**DATA TO PROCESS**
=======
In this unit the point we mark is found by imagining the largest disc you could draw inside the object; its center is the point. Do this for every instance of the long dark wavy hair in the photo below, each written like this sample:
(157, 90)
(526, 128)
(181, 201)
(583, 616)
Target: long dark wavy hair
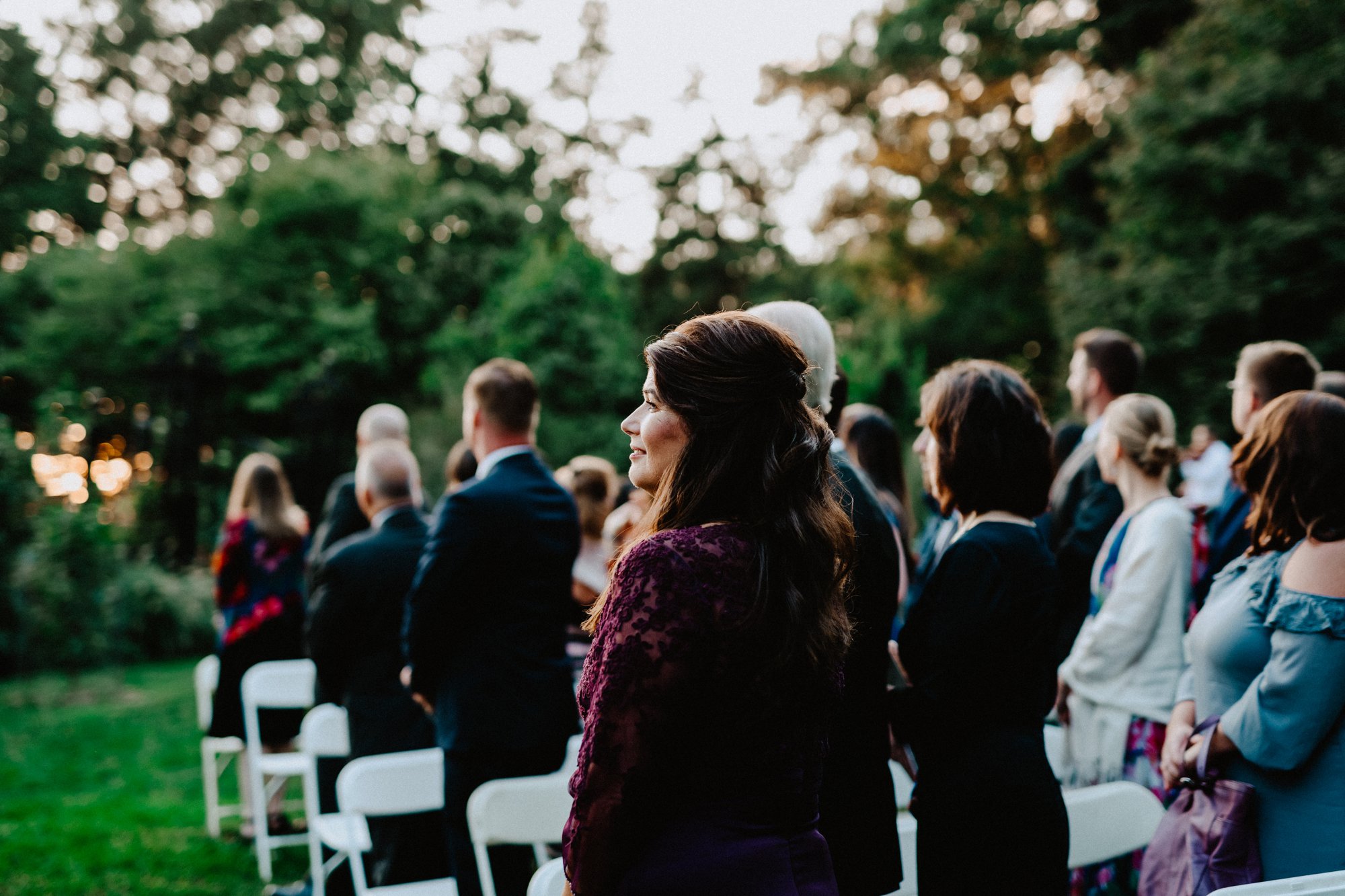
(757, 455)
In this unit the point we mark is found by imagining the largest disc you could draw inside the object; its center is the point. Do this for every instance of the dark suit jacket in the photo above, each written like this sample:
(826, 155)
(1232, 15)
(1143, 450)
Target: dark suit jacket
(342, 517)
(1229, 536)
(1083, 510)
(354, 633)
(859, 810)
(486, 615)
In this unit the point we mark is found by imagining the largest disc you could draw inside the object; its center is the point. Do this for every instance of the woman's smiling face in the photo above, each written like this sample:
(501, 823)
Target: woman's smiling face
(658, 436)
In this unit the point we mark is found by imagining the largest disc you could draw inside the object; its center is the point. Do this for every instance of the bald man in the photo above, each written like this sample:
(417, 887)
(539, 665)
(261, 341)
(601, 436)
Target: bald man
(857, 805)
(341, 512)
(354, 637)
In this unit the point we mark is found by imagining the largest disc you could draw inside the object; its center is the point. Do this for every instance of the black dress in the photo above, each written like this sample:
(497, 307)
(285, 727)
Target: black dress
(980, 649)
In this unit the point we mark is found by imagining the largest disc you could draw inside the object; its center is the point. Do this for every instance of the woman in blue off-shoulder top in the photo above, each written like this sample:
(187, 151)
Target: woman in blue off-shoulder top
(1269, 647)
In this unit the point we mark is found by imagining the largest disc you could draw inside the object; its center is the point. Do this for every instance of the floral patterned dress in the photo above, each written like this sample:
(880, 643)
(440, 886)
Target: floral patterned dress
(1144, 752)
(260, 594)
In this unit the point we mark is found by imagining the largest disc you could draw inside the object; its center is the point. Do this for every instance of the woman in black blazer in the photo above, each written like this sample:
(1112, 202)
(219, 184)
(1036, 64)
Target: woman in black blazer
(978, 649)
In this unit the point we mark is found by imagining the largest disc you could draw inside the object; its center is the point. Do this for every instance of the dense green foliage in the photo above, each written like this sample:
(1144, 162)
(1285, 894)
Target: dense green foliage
(1225, 200)
(100, 791)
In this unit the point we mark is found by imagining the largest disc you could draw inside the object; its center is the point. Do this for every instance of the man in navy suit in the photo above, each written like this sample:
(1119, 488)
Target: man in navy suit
(485, 634)
(354, 633)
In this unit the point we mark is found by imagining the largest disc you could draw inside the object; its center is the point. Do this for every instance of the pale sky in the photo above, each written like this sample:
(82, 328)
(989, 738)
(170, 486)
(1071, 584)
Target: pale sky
(654, 50)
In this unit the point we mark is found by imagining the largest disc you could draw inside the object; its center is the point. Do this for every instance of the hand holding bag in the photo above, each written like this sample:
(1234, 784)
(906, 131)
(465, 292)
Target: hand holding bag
(1207, 840)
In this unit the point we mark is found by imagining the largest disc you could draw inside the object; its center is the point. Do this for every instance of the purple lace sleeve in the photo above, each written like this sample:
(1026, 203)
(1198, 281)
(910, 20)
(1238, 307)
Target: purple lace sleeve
(656, 604)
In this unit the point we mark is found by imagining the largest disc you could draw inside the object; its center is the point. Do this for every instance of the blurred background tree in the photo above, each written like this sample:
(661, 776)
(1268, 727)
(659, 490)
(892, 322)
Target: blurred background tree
(1222, 212)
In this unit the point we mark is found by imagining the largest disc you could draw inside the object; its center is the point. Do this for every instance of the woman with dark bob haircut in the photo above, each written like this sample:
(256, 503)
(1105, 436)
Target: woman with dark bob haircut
(720, 639)
(1268, 650)
(978, 649)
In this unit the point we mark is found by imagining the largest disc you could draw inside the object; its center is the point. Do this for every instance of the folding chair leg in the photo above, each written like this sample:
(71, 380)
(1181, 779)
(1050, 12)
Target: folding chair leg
(210, 779)
(262, 838)
(484, 869)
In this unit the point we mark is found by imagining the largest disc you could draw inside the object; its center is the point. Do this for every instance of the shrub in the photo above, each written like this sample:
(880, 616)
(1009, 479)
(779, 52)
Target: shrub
(79, 603)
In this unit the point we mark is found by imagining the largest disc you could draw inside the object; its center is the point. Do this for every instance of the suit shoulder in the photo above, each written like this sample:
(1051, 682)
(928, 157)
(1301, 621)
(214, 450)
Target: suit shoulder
(348, 549)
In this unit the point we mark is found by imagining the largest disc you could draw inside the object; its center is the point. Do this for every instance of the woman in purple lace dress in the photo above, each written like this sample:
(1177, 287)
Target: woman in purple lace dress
(719, 643)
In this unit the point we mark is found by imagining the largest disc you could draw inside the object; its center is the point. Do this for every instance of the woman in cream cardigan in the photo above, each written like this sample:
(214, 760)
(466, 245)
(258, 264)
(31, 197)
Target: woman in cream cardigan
(1118, 684)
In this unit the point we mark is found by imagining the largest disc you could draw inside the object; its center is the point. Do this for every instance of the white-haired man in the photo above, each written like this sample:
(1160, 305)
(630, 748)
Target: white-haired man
(857, 805)
(354, 635)
(341, 510)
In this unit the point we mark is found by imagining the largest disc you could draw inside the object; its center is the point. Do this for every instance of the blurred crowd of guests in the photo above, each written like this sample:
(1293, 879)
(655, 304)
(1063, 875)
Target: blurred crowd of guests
(1056, 572)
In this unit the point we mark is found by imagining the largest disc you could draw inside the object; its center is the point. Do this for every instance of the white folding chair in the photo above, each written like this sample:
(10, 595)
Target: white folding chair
(1325, 884)
(323, 733)
(549, 880)
(1110, 819)
(572, 756)
(907, 834)
(902, 786)
(517, 810)
(1055, 737)
(280, 684)
(389, 784)
(206, 678)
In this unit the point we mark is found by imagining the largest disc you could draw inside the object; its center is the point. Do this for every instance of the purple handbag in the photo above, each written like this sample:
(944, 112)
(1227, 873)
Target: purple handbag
(1207, 838)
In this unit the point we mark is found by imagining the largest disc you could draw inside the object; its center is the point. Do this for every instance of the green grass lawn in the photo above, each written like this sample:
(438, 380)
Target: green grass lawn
(100, 790)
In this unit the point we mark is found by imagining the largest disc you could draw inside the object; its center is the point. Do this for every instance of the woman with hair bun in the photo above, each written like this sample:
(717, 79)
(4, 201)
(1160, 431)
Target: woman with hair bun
(1120, 682)
(720, 639)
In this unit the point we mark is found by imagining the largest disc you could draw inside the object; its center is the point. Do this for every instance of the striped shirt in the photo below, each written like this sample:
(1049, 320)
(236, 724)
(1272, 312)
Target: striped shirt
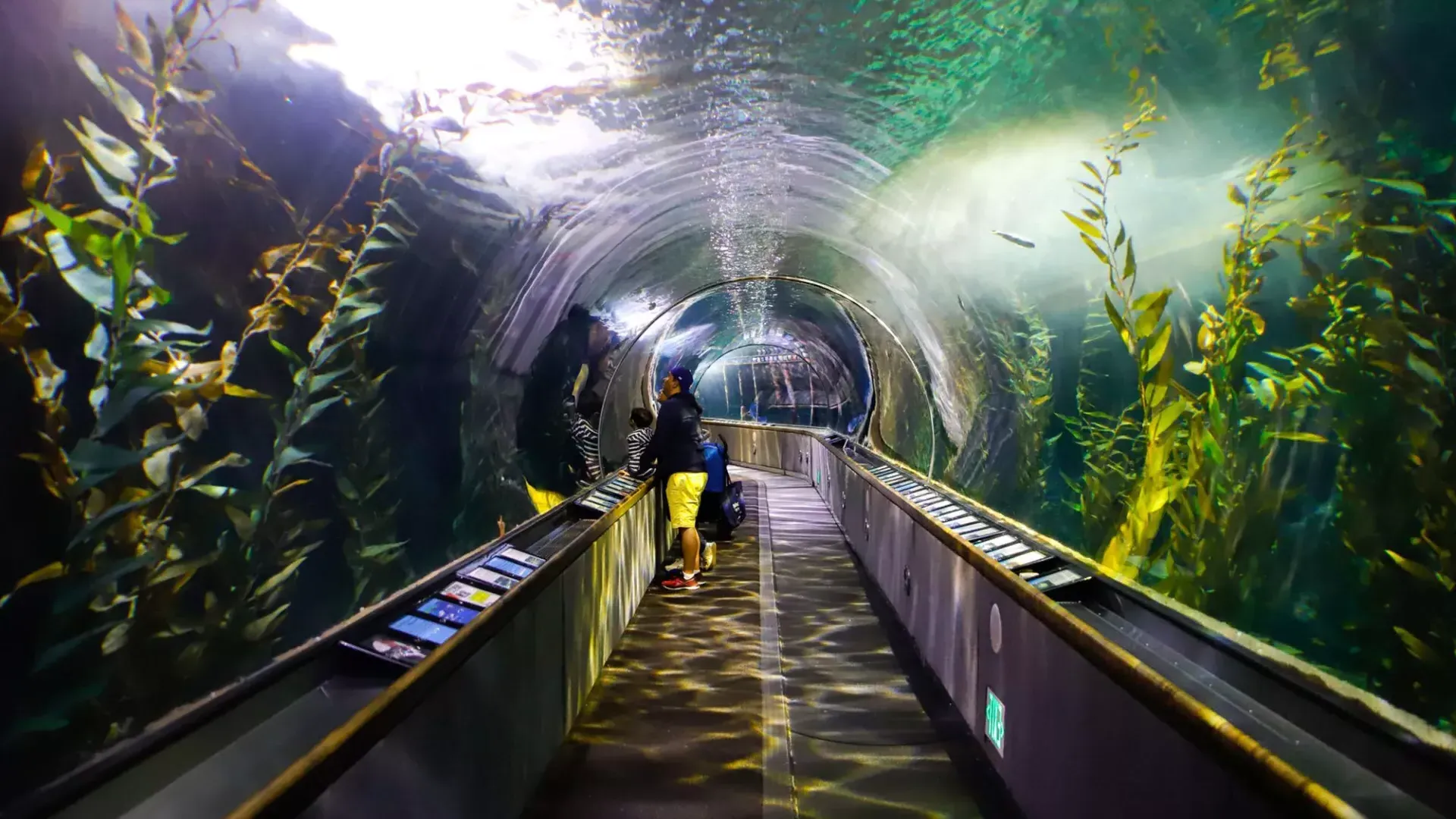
(637, 447)
(588, 445)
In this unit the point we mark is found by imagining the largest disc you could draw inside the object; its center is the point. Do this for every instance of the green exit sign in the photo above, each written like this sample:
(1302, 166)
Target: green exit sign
(996, 722)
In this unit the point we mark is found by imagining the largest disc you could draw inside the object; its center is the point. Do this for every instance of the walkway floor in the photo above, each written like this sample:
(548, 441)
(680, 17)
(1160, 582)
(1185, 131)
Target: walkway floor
(770, 692)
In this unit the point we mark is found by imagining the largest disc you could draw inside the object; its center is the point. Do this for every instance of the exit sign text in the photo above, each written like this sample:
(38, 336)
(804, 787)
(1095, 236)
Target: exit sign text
(996, 722)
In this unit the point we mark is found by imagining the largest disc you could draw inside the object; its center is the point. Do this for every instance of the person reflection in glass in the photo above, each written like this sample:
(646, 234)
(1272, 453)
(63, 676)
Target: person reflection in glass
(566, 365)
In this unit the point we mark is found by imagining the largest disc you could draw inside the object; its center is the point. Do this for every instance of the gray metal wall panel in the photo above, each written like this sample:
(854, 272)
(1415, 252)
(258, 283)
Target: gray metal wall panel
(579, 596)
(478, 746)
(1068, 722)
(890, 534)
(938, 608)
(481, 744)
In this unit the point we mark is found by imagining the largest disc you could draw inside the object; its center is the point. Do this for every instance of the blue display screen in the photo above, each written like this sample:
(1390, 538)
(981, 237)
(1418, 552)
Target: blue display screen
(513, 569)
(449, 613)
(422, 629)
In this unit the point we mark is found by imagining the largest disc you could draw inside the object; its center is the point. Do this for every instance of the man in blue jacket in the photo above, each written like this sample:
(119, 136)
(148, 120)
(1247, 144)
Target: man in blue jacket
(676, 447)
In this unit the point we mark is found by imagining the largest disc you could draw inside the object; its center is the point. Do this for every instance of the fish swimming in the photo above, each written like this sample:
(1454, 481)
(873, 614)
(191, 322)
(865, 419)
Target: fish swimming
(1015, 240)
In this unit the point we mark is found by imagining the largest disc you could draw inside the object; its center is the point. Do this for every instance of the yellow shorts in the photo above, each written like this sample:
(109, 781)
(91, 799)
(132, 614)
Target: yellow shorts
(545, 500)
(685, 491)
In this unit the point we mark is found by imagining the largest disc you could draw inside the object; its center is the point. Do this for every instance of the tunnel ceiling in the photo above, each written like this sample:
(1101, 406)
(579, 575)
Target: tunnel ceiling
(804, 321)
(626, 153)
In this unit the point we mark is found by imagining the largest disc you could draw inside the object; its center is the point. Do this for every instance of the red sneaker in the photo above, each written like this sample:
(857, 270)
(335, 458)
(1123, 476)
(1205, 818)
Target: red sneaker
(679, 583)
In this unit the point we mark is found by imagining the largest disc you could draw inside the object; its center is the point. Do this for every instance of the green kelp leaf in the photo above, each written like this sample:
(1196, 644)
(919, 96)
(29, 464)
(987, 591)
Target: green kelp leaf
(1152, 311)
(294, 457)
(184, 18)
(182, 569)
(315, 410)
(49, 378)
(111, 155)
(64, 649)
(191, 96)
(165, 330)
(44, 723)
(1084, 224)
(277, 579)
(1404, 186)
(109, 516)
(104, 187)
(231, 460)
(123, 401)
(80, 589)
(1168, 416)
(1095, 249)
(118, 95)
(354, 316)
(394, 231)
(57, 219)
(283, 349)
(1305, 438)
(262, 626)
(366, 275)
(1158, 347)
(80, 276)
(158, 466)
(98, 343)
(93, 463)
(367, 553)
(242, 522)
(1413, 567)
(1416, 646)
(158, 150)
(321, 381)
(1116, 318)
(20, 222)
(1421, 341)
(123, 264)
(1423, 369)
(400, 209)
(115, 639)
(379, 245)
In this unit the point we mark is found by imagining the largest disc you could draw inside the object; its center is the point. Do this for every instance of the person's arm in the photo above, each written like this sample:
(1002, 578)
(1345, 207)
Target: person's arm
(593, 450)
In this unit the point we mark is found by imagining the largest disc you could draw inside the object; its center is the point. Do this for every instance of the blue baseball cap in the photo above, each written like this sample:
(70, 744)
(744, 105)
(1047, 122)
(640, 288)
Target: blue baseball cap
(683, 376)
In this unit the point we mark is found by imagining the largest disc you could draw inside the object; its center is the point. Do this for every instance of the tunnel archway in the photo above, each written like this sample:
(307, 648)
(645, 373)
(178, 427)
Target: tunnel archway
(894, 416)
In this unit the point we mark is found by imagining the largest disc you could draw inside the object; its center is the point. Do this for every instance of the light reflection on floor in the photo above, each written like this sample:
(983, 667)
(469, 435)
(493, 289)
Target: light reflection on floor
=======
**SHORT PROBLEM**
Transcribe, word for word, every line from the one containing "the tunnel archway" through the final line of the entries, and nothing else.

**FULL OUTPUT**
In this unit the point we mark is found by imagining the largest disc you could draw inside the object; its center is the point. Do this for every instance of the tunnel archway in the photo above, each written like this sample:
(307, 648)
(645, 373)
(178, 427)
Target: tunnel archway
(894, 416)
In this unit the point we mark is found by imagining the largest disc you could draw inside the object; its center is the point. Do this for every instance of the light reflection on floor in the photo above, each written like this sample:
(983, 667)
(469, 435)
(493, 289)
Target: light reflection on floor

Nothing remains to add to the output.